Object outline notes
#####

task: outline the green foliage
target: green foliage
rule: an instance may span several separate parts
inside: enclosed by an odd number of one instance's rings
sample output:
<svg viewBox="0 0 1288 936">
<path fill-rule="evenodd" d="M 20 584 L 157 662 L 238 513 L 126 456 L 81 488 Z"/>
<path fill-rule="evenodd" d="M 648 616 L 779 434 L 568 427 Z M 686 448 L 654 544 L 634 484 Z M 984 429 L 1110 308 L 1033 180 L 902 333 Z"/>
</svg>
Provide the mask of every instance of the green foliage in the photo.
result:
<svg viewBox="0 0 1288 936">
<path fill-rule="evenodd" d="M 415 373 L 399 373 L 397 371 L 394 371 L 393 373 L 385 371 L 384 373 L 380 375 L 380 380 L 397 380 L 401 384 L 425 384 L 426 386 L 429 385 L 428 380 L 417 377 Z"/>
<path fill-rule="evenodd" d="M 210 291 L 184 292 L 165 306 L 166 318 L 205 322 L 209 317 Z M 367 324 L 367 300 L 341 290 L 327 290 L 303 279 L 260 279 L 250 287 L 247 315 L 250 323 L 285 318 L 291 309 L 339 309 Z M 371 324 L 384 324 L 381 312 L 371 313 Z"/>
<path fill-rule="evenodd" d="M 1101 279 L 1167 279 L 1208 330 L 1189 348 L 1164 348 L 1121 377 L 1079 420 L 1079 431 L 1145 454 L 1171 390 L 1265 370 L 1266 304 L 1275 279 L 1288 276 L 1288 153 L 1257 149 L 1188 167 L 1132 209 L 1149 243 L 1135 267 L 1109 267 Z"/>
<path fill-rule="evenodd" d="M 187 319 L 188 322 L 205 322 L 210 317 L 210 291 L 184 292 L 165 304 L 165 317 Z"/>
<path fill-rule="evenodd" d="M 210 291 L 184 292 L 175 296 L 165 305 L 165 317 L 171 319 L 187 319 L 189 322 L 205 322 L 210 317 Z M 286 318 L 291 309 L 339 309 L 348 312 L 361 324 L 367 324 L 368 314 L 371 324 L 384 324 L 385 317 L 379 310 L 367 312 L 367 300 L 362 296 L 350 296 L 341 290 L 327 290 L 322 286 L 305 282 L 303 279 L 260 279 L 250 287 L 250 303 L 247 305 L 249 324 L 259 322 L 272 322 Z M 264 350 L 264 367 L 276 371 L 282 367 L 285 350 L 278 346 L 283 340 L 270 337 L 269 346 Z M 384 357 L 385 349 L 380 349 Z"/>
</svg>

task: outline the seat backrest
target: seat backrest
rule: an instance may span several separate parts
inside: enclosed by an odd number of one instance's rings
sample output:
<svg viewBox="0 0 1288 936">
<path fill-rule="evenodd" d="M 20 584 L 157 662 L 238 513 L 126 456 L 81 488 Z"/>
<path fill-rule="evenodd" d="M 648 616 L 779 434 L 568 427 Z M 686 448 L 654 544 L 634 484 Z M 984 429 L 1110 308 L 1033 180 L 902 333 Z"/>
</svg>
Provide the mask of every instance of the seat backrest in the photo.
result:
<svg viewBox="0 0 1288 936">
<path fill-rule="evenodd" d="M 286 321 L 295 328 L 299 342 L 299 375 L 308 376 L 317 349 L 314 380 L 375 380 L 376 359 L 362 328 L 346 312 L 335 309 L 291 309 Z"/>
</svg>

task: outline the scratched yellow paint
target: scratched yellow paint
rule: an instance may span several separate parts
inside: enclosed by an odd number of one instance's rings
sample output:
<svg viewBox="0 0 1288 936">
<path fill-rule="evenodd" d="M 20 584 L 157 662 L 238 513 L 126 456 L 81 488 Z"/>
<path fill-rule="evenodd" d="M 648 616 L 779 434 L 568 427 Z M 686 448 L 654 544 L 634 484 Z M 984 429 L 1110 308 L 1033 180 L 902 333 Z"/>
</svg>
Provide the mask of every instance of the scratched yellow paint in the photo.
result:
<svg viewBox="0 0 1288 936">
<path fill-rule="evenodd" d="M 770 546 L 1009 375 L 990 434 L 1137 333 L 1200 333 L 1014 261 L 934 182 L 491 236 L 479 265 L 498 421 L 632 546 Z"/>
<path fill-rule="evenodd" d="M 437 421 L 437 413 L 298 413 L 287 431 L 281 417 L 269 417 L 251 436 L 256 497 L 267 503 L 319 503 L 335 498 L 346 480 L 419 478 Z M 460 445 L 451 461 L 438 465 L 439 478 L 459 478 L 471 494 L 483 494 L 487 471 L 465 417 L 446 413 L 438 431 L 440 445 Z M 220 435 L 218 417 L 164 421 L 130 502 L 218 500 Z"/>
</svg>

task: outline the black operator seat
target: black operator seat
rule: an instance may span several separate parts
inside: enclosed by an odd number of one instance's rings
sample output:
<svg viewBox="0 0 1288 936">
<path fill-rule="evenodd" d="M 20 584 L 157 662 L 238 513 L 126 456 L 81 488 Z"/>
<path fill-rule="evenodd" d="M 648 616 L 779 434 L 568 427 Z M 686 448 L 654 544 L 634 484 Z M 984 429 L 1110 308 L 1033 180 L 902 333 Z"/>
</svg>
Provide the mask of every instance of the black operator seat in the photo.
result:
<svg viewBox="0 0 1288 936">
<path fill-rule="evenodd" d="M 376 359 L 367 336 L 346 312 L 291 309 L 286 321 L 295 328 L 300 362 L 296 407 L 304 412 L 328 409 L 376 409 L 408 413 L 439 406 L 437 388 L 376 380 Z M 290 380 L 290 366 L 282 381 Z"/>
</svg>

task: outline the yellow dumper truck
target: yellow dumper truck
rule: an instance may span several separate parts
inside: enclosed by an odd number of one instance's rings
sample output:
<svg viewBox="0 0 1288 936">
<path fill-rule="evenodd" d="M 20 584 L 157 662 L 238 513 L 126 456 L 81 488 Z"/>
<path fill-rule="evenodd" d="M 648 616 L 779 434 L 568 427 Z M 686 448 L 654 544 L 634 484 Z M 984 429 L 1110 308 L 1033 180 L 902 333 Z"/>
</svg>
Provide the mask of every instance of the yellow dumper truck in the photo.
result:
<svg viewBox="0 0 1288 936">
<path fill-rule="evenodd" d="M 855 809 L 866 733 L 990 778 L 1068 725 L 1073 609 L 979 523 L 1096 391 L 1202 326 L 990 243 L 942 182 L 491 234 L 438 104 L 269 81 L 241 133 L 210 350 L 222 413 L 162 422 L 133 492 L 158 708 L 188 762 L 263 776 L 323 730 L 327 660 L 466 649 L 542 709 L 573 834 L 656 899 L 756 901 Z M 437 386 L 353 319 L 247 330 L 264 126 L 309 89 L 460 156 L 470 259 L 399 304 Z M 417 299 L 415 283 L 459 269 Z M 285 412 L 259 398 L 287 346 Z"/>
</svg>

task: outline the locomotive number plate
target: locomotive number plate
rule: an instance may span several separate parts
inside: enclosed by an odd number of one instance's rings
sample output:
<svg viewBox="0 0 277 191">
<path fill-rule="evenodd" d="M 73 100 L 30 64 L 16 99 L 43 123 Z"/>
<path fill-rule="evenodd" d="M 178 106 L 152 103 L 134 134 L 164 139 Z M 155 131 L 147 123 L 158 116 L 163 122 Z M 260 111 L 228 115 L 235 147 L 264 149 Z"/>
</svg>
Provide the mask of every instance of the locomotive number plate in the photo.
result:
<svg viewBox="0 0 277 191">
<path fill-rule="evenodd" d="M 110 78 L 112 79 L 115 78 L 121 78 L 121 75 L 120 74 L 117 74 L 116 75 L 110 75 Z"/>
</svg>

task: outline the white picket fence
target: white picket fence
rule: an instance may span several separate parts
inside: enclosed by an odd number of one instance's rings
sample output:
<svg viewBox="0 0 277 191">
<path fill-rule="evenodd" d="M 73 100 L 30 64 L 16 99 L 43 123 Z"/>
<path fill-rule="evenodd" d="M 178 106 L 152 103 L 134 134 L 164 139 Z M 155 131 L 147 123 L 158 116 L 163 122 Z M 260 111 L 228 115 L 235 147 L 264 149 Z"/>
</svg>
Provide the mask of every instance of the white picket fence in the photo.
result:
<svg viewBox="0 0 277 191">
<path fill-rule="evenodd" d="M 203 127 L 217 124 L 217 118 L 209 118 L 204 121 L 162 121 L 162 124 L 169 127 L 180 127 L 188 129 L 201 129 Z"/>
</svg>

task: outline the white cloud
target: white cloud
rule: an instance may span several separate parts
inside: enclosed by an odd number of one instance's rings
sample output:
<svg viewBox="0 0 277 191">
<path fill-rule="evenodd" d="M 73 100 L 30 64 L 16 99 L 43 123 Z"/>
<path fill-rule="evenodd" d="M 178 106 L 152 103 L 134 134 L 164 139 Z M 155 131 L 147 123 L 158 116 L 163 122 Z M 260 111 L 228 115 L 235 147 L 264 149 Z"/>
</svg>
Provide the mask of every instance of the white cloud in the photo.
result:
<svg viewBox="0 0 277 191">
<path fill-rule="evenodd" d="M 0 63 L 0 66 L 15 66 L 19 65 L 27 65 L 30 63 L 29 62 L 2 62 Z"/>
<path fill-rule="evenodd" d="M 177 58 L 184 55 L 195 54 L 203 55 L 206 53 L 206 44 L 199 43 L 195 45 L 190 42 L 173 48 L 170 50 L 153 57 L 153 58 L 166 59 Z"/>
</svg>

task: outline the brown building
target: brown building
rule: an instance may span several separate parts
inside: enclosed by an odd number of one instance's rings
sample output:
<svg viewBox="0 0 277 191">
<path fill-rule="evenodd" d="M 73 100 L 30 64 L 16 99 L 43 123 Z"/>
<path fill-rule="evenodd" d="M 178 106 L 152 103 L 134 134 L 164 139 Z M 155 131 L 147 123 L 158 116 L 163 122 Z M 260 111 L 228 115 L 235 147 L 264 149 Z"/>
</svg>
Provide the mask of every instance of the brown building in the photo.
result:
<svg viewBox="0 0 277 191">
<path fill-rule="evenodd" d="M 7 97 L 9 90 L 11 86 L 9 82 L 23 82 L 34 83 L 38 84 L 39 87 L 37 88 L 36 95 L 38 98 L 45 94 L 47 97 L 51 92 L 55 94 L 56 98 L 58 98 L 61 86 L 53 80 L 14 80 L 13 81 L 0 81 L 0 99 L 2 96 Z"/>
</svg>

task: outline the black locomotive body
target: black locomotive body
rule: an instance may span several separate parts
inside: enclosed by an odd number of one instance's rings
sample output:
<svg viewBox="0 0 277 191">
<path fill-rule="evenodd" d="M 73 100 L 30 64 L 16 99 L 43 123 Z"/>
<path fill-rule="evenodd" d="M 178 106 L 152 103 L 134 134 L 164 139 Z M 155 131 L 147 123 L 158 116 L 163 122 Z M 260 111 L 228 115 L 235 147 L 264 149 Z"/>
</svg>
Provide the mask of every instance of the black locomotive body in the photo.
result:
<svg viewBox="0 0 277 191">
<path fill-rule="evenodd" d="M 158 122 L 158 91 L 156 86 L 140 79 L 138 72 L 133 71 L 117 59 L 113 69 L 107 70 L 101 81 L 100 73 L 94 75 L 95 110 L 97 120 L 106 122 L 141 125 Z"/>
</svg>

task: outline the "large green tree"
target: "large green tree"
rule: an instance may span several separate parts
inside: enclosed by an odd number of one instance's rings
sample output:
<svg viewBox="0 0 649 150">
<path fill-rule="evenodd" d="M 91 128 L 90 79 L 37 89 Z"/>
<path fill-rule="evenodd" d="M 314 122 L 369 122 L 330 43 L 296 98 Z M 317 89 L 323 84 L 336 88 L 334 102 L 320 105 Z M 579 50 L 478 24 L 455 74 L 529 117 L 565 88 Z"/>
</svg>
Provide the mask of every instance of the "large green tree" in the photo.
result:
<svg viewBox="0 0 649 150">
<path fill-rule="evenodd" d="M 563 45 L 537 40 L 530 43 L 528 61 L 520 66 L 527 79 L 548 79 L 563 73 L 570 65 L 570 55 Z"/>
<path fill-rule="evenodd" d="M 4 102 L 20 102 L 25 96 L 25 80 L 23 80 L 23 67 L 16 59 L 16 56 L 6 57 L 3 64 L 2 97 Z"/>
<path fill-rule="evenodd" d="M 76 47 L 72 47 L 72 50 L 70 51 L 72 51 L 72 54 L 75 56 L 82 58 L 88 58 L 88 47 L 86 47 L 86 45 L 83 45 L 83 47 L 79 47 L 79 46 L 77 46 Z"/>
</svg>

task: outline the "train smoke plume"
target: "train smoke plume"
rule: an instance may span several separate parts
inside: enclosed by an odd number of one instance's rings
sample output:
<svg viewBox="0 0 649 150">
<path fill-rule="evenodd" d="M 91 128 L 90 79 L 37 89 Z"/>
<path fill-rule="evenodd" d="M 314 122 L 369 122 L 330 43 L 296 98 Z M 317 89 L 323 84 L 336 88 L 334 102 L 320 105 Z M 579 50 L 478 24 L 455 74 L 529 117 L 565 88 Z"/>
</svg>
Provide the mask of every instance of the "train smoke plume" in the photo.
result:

#####

WRITTEN PROBLEM ▸ Reproduce the material character for character, from its first line through the line that contains "187 319 L 188".

ANSWER IN FULL ▸
task: outline the green foliage
target: green foliage
rule: an instance may span several separate parts
inside: enclosed by an odd number of one instance's rings
sample output:
<svg viewBox="0 0 1288 936">
<path fill-rule="evenodd" d="M 20 584 L 157 662 L 238 513 L 126 456 L 81 488 Z"/>
<path fill-rule="evenodd" d="M 648 616 L 779 434 L 568 427 Z M 686 448 L 654 544 L 634 484 Z M 984 429 L 1110 308 L 1033 180 L 902 333 Z"/>
</svg>
Provide the mask of every instance of the green foliage in the photo.
result:
<svg viewBox="0 0 1288 936">
<path fill-rule="evenodd" d="M 415 373 L 399 373 L 397 371 L 394 371 L 393 373 L 385 371 L 384 373 L 380 375 L 380 380 L 397 380 L 401 384 L 425 384 L 426 386 L 429 385 L 428 380 L 417 377 Z"/>
<path fill-rule="evenodd" d="M 210 291 L 184 292 L 165 306 L 166 318 L 205 322 L 209 317 Z M 367 324 L 367 300 L 341 290 L 327 290 L 303 279 L 260 279 L 250 287 L 247 315 L 250 323 L 285 318 L 291 309 L 339 309 Z M 371 324 L 384 324 L 381 312 L 371 313 Z"/>
<path fill-rule="evenodd" d="M 1101 279 L 1167 279 L 1208 330 L 1189 348 L 1164 348 L 1121 377 L 1079 420 L 1079 431 L 1145 454 L 1171 390 L 1265 370 L 1266 304 L 1275 279 L 1288 276 L 1288 153 L 1257 149 L 1188 167 L 1132 209 L 1149 243 L 1135 267 L 1109 267 Z"/>
<path fill-rule="evenodd" d="M 187 319 L 188 322 L 205 322 L 210 317 L 210 291 L 184 292 L 165 304 L 165 317 Z"/>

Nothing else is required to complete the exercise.